Parts of the exercise:
1. In the PySpark notebook, what app name is passed to the SparkSession builder?
2. Rewrite the PySpark notebook starting at "Column<'sparkbyexamples.com'>" and ending at "long (nullable = true)", swapping "James" for "Robert".

Selected excerpt:
[Start]

In [1]:
import findspark
findspark.init()

In [11]:
import pyspark
from pyspark.sql import SparkSession

spark = SparkSession.builder.master("local[1]") \
                    .appName('SparkByExamples.com') \
                    .getOrCreate()

spark

In [14]:
"""Create Col Class object"""

from pyspark.sql.functions import lit
colObj = lit("sparkbyexamples.com")

colObj

Column<'sparkbyexamples.com'>

In [16]:
data=[("James",23),("Ann",40)]

df=spark.createDataFrame(data).toDF("name.fname","gender")
df.printSchema()

root
 |-- name.fname: string (nullable = true)
 |-- gender: long (nullable = true)



In [17]:
# Using DataFrame object (df)
df.select(df.gender).show()
df.select(df["gender"]).show()

#Accessing column name with dot (with backticks)
df.select(df["`name.fname`"]).show()

+------+
|gender|
+------+
|    23|
|    40|
+------+

+------+
|gender|
+------+
|    23|
|    40|
+------+

+----------+
|name.fname|
+----------+
|     James|
|       Ann|
+----------+



In [18]:
#Using SQL col() function
from pyspark.sql.functions import col
df.select(col("gender")).show()

#Accessing column name with dot (with backticks)
df.select(col("`name.fname`")).show()

[End]

Coordinate annotation data
[Start]

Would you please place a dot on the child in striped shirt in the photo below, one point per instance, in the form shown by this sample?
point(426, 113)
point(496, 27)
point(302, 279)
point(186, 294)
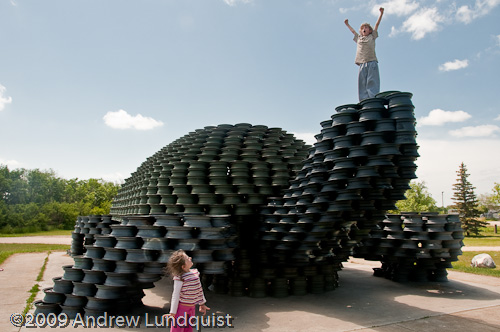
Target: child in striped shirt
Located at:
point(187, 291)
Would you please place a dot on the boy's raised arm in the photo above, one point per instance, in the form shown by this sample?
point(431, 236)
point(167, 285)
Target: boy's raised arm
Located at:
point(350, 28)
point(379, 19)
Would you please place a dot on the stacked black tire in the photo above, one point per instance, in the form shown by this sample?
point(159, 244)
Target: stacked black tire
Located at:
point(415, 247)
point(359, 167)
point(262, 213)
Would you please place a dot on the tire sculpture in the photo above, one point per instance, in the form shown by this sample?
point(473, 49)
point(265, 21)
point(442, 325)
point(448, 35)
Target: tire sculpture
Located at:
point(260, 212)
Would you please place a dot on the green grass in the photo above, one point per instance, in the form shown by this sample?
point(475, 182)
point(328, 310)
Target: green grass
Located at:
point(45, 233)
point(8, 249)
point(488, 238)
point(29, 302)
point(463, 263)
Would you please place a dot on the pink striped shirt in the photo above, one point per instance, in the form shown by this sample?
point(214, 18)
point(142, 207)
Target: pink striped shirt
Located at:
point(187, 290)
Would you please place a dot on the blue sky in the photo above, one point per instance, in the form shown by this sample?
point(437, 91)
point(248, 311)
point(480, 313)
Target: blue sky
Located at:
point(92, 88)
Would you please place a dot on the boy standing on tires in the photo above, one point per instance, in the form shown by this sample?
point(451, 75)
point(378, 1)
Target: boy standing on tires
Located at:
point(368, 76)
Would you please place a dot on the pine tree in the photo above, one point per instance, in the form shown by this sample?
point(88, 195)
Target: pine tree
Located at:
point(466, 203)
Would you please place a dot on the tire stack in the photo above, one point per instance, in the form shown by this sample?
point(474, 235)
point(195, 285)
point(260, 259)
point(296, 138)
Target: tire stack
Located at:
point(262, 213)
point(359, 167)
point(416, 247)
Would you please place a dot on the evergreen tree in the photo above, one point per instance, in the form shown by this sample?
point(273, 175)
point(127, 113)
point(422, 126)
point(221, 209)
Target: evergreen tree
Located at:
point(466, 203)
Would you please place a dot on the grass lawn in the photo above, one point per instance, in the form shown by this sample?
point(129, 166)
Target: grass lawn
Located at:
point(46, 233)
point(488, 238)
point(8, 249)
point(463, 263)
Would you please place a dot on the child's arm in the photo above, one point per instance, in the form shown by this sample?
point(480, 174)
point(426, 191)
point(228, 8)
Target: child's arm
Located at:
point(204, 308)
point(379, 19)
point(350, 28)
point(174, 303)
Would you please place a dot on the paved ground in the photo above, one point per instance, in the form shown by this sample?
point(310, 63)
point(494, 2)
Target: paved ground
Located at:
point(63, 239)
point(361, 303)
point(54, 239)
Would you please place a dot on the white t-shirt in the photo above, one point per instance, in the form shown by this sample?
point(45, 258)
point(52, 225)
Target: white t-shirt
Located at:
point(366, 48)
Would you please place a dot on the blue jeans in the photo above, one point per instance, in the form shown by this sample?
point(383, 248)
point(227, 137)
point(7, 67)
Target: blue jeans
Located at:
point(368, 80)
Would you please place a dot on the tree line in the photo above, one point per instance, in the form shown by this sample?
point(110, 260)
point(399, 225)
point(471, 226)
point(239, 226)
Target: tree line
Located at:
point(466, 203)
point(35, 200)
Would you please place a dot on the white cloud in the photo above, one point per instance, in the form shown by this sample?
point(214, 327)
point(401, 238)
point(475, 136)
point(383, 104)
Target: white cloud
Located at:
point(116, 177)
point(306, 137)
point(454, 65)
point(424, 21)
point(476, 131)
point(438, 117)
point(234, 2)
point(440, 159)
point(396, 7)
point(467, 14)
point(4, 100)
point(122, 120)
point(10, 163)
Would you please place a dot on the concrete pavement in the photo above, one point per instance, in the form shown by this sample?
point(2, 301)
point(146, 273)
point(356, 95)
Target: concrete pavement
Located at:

[End]

Results in order:
1. SparkByExamples.com

2.
Column<'sparkbyexamples.com'>

In [16]:
data=[("Robert",23),("Ann",40)]

df=spark.createDataFrame(data).toDF("name.fname","gender")
df.printSchema()

root
 |-- name.fname: string (nullable = true)
 |-- gender: long (nullable = true)